**WHAT YOU NEED TO DO**
Output the full listing below exactly as it reads, and skip anything that is a picture.

**RECORD EXCERPTS**
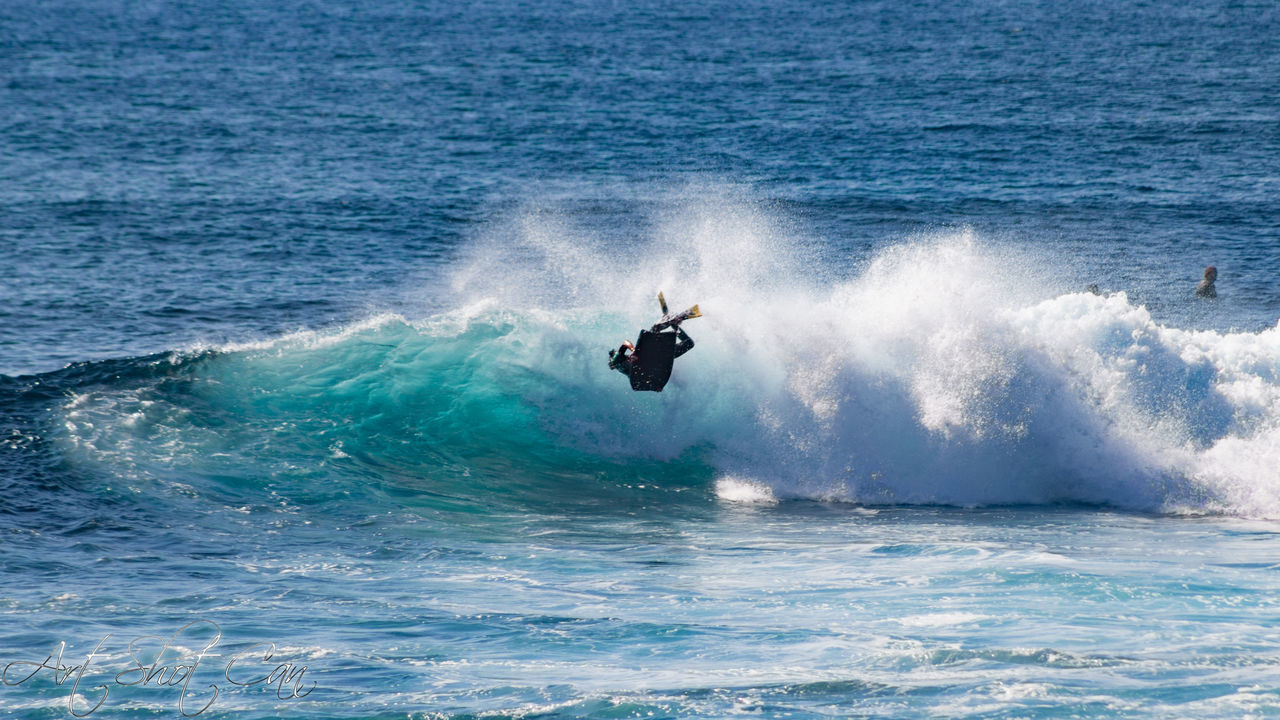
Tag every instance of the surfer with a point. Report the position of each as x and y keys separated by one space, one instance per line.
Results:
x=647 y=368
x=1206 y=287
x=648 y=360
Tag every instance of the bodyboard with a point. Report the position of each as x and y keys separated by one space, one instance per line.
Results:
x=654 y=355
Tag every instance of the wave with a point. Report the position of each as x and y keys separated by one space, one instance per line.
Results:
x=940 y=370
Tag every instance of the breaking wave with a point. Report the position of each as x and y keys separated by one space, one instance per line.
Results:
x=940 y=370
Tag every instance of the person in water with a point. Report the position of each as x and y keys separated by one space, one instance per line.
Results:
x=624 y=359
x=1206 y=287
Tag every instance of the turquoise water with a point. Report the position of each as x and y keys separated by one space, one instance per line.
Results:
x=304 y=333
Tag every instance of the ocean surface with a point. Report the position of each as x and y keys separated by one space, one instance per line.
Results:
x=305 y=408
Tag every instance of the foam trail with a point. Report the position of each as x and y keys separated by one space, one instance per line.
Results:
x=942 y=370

**WRITTEN ANSWER**
Tag every instance of the surfer with a point. Report the position of each as x and y keys separated by one space, one instance per line.
Results:
x=647 y=368
x=1206 y=287
x=648 y=360
Tag every instance of the bodyboard with a point. Report the position of each as x and y keys separated by one space, one instance per line.
Results:
x=654 y=355
Tag every instance of the wave with a point. Report the position of each as x and y keys separated by one space, one instance per line.
Results:
x=940 y=370
Tag every instance of the breaking wave with a point. Report the position of each as x and y keys separated by one space, one instance per line.
Results:
x=940 y=370
Tag every instance of the person in water with a point. Report the position of each as x and y keys separated by one space, one instance per line.
Results:
x=624 y=359
x=1206 y=287
Tag every instance of the turquoise water with a point. Report the position of each as x and y keys separated by one space, one instance per line.
Results:
x=304 y=333
Tag every instance of the ocean surface with a point. Report the position of each as x and y keys separated by one space, one instance per line.
Results:
x=305 y=408
Tag every instance of the foam trail with a point. Report the position of each as x and y keys separated by one space, one instance per line.
Results:
x=942 y=370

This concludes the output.